_The problem_
Count the lines in the data below that contain the word "small". Reply with the number alone.

_Records_
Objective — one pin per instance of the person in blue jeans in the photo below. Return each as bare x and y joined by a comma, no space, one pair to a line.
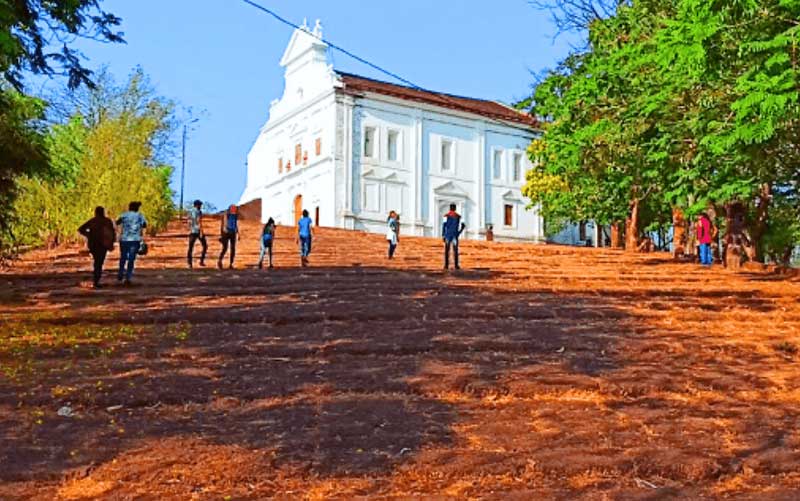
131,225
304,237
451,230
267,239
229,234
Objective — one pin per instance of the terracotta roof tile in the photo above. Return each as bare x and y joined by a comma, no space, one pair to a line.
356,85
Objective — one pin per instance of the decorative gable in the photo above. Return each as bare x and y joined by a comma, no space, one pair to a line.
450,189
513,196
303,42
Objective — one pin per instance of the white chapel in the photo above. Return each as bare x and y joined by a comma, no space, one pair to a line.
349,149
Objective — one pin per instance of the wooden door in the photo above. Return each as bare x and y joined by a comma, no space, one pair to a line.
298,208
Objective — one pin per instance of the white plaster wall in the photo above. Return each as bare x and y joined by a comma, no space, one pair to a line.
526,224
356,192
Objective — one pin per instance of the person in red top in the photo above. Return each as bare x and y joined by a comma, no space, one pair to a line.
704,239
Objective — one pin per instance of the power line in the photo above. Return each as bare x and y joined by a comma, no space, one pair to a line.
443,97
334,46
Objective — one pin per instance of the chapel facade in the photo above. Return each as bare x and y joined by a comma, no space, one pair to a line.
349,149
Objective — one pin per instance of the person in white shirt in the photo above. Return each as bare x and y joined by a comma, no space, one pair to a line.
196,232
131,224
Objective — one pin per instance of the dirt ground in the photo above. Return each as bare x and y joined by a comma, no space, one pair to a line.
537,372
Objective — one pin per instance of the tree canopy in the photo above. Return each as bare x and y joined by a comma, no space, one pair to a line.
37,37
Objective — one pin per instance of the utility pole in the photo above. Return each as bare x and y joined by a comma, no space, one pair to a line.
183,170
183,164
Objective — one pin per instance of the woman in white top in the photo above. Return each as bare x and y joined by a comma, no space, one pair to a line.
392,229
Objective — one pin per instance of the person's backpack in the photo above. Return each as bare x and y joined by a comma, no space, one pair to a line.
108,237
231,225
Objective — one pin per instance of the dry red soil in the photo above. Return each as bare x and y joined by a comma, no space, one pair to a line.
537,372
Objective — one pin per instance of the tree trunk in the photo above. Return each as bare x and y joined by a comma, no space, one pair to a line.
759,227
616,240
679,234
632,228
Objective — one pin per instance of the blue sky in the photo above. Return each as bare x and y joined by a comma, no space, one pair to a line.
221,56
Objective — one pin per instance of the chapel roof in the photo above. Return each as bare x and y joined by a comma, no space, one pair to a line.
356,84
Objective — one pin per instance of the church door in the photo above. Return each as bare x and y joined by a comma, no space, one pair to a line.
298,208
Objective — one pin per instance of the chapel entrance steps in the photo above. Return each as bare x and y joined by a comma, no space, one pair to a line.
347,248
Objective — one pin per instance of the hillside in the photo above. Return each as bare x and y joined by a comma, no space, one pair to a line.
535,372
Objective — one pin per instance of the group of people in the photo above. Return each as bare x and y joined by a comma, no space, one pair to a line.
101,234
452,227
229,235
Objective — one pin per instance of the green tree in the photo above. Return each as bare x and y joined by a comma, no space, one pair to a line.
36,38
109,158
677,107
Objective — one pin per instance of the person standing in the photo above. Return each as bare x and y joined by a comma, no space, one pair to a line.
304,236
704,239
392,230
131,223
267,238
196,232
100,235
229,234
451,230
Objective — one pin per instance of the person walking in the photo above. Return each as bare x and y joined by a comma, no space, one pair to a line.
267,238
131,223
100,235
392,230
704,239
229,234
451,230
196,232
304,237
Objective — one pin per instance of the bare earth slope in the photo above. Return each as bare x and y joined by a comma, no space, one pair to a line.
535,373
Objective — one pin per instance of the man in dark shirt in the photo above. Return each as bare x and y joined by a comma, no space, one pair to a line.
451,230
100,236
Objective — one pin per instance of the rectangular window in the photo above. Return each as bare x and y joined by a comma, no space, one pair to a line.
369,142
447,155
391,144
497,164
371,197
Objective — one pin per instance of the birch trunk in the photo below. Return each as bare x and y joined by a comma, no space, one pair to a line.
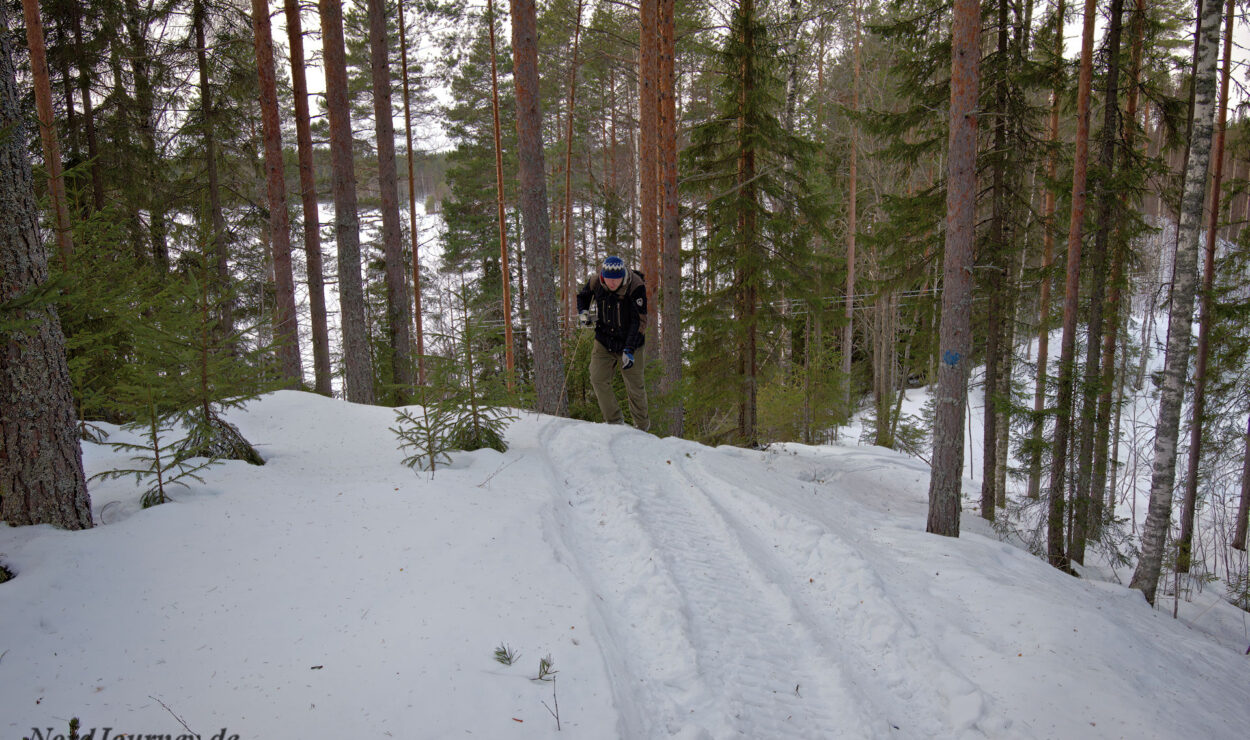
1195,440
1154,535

--

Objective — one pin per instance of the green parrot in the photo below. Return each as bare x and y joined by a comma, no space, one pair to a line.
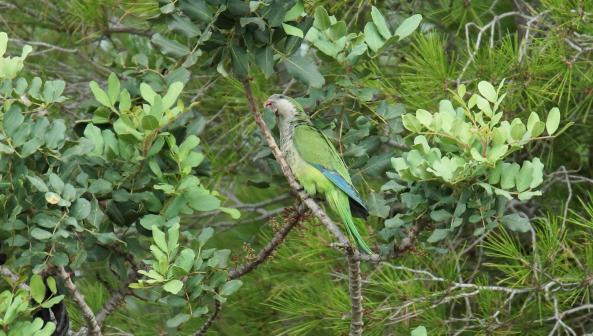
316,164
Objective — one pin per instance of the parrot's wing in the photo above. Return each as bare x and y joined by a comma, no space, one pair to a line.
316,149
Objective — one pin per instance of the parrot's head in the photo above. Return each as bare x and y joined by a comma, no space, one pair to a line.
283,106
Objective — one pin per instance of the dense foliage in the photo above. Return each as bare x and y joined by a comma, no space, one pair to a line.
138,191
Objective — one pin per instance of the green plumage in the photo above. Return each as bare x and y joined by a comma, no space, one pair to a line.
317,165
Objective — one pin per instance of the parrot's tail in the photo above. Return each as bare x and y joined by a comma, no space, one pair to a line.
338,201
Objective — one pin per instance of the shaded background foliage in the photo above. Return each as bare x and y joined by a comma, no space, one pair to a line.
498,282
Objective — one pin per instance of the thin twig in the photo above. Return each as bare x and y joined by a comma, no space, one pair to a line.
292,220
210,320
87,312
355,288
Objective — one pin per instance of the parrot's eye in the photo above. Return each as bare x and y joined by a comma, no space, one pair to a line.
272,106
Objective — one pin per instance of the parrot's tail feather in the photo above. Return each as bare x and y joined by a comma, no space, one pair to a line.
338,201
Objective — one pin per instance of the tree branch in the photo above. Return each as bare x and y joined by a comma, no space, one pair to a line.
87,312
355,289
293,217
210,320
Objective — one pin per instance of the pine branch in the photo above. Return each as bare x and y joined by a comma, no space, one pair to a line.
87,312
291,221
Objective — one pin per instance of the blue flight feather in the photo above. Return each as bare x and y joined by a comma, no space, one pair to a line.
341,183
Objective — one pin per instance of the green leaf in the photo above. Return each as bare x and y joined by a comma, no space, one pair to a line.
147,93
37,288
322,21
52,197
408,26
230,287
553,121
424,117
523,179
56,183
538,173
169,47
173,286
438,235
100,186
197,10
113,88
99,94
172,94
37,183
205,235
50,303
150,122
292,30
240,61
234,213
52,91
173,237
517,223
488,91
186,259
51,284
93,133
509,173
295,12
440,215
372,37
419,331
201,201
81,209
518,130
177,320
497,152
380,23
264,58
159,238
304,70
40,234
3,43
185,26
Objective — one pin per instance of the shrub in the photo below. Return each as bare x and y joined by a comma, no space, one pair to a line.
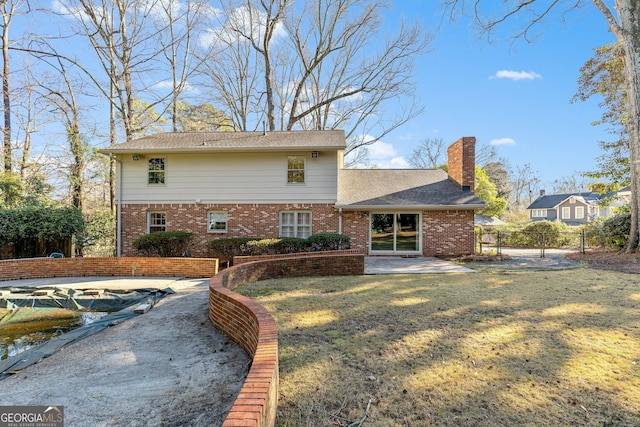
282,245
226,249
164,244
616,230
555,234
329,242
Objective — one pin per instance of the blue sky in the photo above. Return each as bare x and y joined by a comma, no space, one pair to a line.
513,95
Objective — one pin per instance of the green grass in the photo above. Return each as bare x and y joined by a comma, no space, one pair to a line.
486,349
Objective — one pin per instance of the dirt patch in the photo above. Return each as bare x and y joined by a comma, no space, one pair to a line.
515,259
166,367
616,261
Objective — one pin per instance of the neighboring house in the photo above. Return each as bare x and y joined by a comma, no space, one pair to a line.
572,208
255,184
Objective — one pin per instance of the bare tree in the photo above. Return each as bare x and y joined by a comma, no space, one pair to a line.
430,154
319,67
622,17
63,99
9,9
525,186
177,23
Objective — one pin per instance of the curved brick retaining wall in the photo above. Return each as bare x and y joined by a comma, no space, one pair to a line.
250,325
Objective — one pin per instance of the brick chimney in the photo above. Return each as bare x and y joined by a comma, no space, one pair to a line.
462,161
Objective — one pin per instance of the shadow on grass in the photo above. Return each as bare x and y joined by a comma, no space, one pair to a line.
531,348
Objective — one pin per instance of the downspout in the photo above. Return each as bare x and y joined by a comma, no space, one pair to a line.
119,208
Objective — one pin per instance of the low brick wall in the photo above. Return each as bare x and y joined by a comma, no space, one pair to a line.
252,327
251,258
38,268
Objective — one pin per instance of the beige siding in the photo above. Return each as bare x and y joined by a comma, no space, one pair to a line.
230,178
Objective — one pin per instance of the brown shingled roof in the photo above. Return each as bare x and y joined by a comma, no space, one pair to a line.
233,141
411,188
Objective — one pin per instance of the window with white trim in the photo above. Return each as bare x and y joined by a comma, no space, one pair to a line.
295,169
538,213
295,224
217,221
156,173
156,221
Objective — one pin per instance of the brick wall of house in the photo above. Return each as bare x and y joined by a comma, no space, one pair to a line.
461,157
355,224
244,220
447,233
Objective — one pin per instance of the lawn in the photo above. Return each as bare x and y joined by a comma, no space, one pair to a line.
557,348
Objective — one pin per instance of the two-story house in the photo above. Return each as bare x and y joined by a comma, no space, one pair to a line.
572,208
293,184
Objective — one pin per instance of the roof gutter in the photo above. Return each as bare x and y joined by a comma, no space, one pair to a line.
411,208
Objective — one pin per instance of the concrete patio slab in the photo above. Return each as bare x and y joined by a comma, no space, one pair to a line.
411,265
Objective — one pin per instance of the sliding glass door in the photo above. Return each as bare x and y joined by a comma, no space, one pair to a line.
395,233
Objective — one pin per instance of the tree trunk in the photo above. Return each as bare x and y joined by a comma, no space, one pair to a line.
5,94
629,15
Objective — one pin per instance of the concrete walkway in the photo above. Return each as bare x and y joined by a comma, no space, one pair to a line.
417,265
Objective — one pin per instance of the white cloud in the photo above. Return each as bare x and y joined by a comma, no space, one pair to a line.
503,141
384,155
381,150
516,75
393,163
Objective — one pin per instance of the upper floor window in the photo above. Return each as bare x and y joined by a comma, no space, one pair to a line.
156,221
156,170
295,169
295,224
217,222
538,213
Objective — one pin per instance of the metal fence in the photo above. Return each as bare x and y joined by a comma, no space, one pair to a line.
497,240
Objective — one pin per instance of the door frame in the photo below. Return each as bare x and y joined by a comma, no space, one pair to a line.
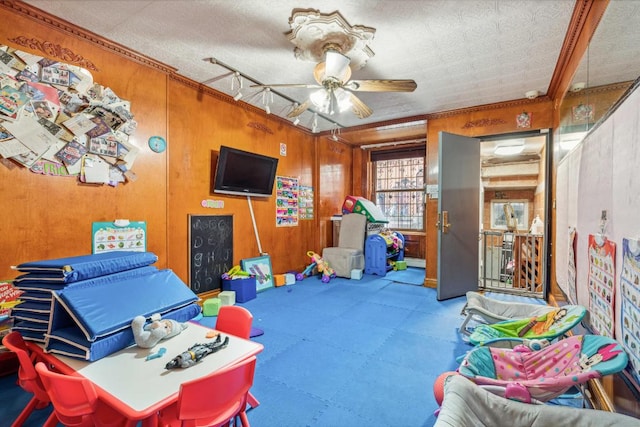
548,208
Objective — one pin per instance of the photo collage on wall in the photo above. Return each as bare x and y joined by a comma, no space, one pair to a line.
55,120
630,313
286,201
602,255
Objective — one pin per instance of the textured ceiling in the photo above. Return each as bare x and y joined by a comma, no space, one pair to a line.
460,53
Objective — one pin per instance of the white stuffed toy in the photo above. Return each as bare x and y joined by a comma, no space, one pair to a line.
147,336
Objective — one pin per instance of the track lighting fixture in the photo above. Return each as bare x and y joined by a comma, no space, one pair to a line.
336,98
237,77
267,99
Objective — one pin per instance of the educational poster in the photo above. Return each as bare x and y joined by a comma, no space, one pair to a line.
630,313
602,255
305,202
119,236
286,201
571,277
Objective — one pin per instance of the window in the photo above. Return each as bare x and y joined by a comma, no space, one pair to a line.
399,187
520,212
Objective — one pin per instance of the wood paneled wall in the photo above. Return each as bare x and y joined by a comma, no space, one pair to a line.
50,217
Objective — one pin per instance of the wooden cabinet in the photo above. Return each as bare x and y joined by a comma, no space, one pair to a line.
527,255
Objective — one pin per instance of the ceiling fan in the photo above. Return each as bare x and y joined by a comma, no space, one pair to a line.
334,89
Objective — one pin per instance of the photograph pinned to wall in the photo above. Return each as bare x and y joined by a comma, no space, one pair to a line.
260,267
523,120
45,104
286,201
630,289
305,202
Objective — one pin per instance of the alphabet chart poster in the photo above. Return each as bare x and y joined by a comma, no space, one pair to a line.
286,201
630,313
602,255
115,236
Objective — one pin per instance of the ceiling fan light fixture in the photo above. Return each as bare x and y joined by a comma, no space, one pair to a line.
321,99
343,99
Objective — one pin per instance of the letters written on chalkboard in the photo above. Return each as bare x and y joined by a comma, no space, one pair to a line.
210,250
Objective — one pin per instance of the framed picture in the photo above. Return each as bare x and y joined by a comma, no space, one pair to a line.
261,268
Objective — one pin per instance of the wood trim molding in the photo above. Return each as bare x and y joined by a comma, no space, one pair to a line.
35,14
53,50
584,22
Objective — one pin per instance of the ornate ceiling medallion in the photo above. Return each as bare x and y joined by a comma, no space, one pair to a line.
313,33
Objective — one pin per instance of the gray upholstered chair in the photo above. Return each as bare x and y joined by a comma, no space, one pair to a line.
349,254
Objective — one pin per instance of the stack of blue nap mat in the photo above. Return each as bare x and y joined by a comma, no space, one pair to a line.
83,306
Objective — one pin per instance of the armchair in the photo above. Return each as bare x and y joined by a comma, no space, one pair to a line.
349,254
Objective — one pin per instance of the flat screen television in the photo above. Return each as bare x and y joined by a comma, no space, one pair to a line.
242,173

* * *

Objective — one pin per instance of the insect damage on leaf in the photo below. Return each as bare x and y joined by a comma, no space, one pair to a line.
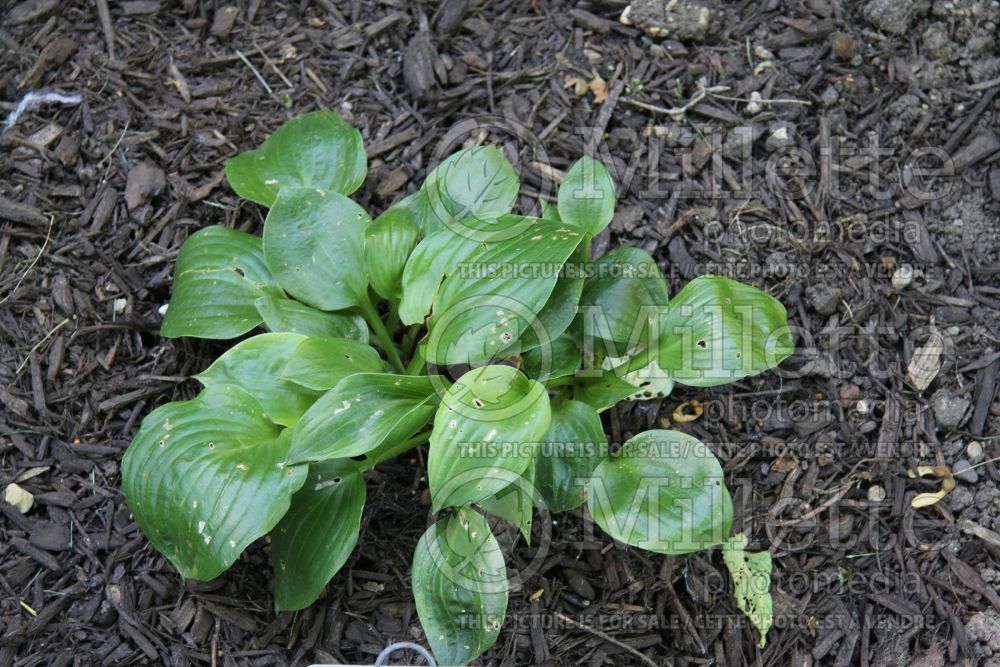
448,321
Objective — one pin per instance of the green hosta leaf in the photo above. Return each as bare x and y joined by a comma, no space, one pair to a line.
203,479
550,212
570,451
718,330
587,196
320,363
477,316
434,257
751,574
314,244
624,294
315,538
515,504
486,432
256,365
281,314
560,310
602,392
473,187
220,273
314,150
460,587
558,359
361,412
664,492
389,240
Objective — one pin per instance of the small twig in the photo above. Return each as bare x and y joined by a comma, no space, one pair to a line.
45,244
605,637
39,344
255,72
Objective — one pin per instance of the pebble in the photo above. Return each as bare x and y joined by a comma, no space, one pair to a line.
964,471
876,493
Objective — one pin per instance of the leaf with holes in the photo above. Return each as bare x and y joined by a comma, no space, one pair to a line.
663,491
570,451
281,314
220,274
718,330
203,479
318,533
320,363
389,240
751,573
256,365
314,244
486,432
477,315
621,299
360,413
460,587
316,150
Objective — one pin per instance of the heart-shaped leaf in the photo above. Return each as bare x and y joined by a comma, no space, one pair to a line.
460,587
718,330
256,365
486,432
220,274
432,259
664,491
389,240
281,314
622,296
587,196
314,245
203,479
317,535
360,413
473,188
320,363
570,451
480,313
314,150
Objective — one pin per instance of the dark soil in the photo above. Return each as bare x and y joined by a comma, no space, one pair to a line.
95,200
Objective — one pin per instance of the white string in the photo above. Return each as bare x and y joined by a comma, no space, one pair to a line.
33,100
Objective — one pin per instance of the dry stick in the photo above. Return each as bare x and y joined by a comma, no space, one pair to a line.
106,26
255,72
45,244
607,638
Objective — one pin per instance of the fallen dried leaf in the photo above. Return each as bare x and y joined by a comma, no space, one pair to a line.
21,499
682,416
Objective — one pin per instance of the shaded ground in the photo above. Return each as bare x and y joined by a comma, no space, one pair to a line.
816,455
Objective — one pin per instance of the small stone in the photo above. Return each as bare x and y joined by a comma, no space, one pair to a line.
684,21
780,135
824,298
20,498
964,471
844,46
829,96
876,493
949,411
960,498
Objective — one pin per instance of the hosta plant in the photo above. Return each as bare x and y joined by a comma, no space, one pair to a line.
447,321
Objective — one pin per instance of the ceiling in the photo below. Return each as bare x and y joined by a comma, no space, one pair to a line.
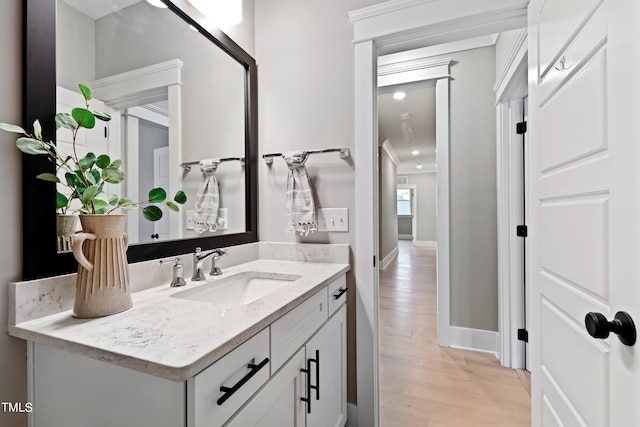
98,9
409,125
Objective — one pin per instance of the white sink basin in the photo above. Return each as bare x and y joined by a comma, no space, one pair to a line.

_Expected answer_
2